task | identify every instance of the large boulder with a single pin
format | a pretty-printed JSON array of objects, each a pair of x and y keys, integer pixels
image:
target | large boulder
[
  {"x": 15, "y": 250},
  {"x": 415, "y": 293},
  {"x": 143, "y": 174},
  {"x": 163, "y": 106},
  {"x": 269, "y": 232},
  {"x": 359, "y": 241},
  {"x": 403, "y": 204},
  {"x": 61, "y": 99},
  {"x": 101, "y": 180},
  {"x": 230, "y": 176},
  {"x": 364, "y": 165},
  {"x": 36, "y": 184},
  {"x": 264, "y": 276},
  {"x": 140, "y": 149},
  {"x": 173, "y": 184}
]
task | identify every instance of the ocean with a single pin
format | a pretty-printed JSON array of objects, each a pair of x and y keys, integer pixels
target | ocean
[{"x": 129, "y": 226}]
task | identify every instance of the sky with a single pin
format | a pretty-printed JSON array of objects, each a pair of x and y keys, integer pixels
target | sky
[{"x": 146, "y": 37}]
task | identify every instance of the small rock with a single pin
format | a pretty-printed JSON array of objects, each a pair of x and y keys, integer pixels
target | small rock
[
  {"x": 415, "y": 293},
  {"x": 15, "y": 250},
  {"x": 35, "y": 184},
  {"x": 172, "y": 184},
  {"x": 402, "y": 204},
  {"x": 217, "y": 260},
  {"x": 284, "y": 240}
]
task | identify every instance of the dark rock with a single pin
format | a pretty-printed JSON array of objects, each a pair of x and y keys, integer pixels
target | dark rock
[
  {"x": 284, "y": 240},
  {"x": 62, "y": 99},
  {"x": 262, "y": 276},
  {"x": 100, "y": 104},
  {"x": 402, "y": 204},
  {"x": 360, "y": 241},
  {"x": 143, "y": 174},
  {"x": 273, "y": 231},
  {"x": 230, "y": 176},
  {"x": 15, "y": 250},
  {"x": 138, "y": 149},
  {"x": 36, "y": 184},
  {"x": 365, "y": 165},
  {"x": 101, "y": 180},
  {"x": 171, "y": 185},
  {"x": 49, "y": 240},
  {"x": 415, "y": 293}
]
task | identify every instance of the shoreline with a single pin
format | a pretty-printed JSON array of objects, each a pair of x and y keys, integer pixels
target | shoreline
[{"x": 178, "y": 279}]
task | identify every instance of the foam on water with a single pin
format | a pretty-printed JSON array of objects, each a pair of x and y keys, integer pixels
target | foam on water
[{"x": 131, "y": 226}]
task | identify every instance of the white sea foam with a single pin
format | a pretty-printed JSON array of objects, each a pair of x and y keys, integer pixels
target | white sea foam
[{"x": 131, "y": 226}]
________________________________________
DESCRIPTION OF THE TASK:
Your reply should be every line of the material, transcribed exactly.

OUTPUT FOR THIS EXERCISE:
task | identify every instance of the large boulder with a single pin
format | a pretty-printed JSON array of objects, each a pair of x and y keys, integer pixels
image:
target | large boulder
[
  {"x": 15, "y": 250},
  {"x": 415, "y": 293},
  {"x": 143, "y": 174},
  {"x": 163, "y": 106},
  {"x": 269, "y": 232},
  {"x": 359, "y": 241},
  {"x": 403, "y": 204},
  {"x": 61, "y": 99},
  {"x": 101, "y": 180},
  {"x": 230, "y": 176},
  {"x": 364, "y": 165},
  {"x": 36, "y": 184},
  {"x": 264, "y": 276},
  {"x": 140, "y": 149},
  {"x": 173, "y": 184}
]
task | identify every instance of the ocean with a single pin
format | a pretty-printed JSON array of objects, each a pair of x and y keys, integer pixels
target | ocean
[{"x": 129, "y": 226}]
task | identify every instance of the sky with a single pin
format | a pretty-printed JSON array of objects, each a pair of x and y keys, integer pixels
target | sky
[{"x": 146, "y": 37}]
task | identify every instance of the small rock with a single pin
format | a pretty-printed JSON array of objects, each a pair of x and y keys, integer pixels
target | small rock
[
  {"x": 415, "y": 293},
  {"x": 15, "y": 250},
  {"x": 35, "y": 184},
  {"x": 172, "y": 184},
  {"x": 402, "y": 204},
  {"x": 217, "y": 260},
  {"x": 284, "y": 240}
]
task | identify every instance of the dark rock with a single pin
format | a pretty-printed JSON array of objects, each a pair of x and y keys, integer pixels
target | dark rock
[
  {"x": 284, "y": 240},
  {"x": 62, "y": 99},
  {"x": 262, "y": 276},
  {"x": 100, "y": 104},
  {"x": 402, "y": 204},
  {"x": 360, "y": 241},
  {"x": 143, "y": 174},
  {"x": 273, "y": 231},
  {"x": 230, "y": 176},
  {"x": 15, "y": 250},
  {"x": 138, "y": 149},
  {"x": 36, "y": 184},
  {"x": 365, "y": 165},
  {"x": 101, "y": 180},
  {"x": 171, "y": 185},
  {"x": 49, "y": 240},
  {"x": 415, "y": 293}
]
task | identify every instance of the shoreline with a single pin
format | a pretty-printed JSON array of objects, each a pair of x and y keys, integer pixels
target | shoreline
[{"x": 178, "y": 279}]
task | identify every instance of the foam on water with a single pin
format | a pretty-printed JSON array of objects, each a pair of x and y keys, integer pixels
target | foam on water
[{"x": 131, "y": 226}]
task | identify every instance of the white sea foam with a single pin
format | a pretty-printed JSON array of objects, each a pair of x and y keys, integer pixels
target | white sea foam
[{"x": 131, "y": 226}]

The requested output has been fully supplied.